§ WHAT IS EXPECTED
Copy out everything from the start of the entries below down to the line containing "[598,159,624,216]", swapping "annotation review" for "quality control" and leaving all else unchanged.

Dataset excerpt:

--------

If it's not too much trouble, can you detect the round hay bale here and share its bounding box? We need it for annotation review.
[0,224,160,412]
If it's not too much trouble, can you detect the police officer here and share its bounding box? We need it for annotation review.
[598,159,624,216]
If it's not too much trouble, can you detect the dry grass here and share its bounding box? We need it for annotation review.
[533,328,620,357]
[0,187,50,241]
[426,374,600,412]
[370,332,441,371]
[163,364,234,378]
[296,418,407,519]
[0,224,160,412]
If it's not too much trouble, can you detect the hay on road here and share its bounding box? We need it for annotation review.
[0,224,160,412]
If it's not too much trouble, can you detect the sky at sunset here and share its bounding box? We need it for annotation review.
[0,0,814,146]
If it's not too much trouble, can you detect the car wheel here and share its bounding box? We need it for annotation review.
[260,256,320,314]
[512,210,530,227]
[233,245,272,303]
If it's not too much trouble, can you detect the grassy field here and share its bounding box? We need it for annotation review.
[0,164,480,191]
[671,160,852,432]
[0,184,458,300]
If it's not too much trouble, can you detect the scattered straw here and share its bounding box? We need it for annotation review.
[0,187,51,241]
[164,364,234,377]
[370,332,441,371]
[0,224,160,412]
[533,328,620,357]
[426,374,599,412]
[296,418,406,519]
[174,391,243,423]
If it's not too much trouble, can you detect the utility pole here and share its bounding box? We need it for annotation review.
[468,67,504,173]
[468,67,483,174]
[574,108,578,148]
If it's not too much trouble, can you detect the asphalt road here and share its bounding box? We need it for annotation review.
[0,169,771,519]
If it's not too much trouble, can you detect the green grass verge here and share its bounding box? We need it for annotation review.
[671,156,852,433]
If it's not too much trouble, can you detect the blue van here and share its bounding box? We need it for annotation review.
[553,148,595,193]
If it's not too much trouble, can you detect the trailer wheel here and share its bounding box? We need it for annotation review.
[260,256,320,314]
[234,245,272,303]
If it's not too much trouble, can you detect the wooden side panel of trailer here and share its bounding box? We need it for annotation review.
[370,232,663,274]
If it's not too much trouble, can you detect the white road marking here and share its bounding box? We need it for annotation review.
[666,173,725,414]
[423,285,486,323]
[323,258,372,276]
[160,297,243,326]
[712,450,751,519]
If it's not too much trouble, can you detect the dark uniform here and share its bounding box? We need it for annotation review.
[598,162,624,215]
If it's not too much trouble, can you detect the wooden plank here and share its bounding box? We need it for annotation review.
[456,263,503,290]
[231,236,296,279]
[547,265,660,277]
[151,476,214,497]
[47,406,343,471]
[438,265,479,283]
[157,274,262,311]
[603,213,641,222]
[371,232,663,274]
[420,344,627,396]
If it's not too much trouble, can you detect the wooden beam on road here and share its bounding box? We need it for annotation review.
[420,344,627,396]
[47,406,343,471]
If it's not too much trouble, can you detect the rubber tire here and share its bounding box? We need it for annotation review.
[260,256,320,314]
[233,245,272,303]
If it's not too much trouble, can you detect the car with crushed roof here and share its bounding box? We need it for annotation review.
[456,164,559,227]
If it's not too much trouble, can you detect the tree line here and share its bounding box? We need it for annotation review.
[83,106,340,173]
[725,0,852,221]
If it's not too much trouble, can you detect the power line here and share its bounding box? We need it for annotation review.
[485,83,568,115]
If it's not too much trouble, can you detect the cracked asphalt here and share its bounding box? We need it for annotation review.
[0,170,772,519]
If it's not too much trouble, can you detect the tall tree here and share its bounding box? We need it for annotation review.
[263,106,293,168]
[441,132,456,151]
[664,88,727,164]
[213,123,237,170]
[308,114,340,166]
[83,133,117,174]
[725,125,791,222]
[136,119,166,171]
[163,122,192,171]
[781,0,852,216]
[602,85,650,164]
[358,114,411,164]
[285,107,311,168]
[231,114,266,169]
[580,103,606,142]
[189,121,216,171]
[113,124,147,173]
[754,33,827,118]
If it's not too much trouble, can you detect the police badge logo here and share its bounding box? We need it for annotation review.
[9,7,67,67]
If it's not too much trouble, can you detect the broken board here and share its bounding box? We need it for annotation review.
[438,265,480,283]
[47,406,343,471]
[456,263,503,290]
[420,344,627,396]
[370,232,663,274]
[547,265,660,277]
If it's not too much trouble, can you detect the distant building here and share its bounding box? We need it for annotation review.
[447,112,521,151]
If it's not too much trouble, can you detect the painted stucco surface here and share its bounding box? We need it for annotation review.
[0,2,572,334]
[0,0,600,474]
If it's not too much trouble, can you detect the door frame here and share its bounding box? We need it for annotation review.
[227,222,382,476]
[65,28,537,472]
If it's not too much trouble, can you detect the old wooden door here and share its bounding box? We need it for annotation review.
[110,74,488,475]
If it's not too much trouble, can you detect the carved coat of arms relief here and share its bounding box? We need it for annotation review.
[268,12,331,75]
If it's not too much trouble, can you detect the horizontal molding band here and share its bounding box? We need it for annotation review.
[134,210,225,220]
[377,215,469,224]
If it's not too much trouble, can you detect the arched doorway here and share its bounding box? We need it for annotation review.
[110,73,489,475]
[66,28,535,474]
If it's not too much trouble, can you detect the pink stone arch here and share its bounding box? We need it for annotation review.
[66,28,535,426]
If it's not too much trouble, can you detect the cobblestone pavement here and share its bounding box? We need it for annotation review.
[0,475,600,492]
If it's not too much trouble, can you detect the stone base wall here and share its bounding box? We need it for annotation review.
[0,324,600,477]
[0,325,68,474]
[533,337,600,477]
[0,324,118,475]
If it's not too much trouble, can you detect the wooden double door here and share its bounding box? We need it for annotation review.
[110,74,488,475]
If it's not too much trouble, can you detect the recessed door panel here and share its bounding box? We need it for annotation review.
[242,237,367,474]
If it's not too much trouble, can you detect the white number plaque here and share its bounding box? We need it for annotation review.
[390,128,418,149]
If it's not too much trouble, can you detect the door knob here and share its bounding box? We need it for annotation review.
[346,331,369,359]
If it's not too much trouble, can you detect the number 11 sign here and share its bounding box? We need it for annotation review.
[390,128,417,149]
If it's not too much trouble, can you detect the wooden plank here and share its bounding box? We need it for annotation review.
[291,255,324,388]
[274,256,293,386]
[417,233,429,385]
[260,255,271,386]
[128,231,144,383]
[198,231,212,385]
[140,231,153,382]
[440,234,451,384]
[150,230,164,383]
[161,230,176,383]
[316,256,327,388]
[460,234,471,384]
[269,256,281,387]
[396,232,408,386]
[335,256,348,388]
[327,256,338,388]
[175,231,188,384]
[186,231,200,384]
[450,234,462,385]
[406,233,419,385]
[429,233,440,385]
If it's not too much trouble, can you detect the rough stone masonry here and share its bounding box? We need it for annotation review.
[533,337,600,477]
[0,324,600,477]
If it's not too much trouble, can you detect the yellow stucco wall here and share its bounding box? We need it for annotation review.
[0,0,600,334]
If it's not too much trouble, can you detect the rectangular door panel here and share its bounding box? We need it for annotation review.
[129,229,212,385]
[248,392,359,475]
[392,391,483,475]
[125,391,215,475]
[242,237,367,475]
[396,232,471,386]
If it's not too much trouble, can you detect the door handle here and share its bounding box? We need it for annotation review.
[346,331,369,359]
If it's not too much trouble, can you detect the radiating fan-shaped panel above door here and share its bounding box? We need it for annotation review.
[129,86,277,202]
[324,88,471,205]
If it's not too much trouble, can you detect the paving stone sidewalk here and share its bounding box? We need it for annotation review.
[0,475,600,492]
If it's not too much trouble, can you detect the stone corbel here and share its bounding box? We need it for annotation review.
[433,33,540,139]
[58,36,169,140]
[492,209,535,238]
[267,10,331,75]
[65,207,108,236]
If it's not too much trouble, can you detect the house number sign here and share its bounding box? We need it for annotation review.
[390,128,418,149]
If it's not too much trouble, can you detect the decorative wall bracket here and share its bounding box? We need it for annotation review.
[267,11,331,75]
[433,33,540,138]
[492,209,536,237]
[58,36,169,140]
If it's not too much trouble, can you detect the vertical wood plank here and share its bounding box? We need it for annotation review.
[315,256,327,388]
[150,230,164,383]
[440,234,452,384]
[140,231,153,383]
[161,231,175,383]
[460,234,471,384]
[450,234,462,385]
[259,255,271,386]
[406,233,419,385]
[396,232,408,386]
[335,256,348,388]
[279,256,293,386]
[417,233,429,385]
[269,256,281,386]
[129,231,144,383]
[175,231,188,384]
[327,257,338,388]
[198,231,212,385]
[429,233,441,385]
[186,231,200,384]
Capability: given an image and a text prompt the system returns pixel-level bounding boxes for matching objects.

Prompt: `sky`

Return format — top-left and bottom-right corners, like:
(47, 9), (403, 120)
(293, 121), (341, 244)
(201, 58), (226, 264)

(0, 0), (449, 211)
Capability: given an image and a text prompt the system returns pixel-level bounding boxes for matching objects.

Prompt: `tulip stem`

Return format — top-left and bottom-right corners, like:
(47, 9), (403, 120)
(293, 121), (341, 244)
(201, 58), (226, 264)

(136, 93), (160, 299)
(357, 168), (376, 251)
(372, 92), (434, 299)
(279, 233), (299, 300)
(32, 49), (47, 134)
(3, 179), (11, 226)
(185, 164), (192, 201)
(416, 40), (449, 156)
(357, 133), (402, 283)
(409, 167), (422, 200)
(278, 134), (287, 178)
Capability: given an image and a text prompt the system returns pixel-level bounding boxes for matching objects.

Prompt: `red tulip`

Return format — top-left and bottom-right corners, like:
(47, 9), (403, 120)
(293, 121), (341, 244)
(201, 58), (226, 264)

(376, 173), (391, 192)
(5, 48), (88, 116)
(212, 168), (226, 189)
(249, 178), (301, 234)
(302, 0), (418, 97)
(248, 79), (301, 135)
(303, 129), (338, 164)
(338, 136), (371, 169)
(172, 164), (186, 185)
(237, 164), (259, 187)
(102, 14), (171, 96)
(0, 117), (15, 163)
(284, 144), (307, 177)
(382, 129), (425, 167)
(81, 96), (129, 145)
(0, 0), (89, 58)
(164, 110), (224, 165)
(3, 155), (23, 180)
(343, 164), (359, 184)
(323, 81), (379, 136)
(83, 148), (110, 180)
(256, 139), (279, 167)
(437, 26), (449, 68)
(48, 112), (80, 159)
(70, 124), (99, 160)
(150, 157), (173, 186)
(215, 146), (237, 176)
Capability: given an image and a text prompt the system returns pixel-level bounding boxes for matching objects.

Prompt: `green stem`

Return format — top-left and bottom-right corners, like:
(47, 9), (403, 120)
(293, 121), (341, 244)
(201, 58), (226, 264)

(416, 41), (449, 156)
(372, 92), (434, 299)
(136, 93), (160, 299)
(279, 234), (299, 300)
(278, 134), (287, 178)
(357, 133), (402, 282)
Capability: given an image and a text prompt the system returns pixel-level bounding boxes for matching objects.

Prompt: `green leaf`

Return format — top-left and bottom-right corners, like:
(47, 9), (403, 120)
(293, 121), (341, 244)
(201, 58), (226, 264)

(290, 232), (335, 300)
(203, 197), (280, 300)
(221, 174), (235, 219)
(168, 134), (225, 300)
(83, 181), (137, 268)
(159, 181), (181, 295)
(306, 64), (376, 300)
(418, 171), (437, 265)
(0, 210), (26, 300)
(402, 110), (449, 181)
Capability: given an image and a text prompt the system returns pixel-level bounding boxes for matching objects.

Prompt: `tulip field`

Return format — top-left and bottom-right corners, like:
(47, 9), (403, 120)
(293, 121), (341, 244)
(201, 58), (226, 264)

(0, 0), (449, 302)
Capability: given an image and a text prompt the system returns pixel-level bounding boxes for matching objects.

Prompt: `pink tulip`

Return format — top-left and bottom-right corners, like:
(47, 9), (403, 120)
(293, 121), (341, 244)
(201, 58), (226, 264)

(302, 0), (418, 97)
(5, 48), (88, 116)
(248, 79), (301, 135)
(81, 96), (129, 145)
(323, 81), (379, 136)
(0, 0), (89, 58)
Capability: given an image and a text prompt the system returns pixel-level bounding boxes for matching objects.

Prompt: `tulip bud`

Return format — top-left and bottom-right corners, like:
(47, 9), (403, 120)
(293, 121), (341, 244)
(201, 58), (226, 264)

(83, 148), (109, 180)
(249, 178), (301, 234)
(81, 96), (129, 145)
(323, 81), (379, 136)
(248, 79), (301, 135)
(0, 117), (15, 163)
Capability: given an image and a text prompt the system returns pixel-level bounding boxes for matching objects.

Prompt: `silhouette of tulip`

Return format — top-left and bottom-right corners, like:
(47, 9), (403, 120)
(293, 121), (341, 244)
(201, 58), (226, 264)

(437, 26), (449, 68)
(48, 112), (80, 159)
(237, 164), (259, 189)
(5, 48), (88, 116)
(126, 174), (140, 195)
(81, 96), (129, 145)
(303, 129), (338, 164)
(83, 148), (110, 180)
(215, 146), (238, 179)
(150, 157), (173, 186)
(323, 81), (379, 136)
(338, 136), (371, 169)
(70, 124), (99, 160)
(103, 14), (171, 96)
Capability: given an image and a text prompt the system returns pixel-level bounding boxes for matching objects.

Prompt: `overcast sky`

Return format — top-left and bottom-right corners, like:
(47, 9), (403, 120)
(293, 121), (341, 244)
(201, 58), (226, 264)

--------

§ REPLY
If it's not too much trouble, can you detect the round hay bale here and share its bounding box? We need it for quality control.
[0,224,160,412]
If it's not too much trouble, can you detect the police officer here and share its bounding box? We need it for quality control.
[598,159,624,216]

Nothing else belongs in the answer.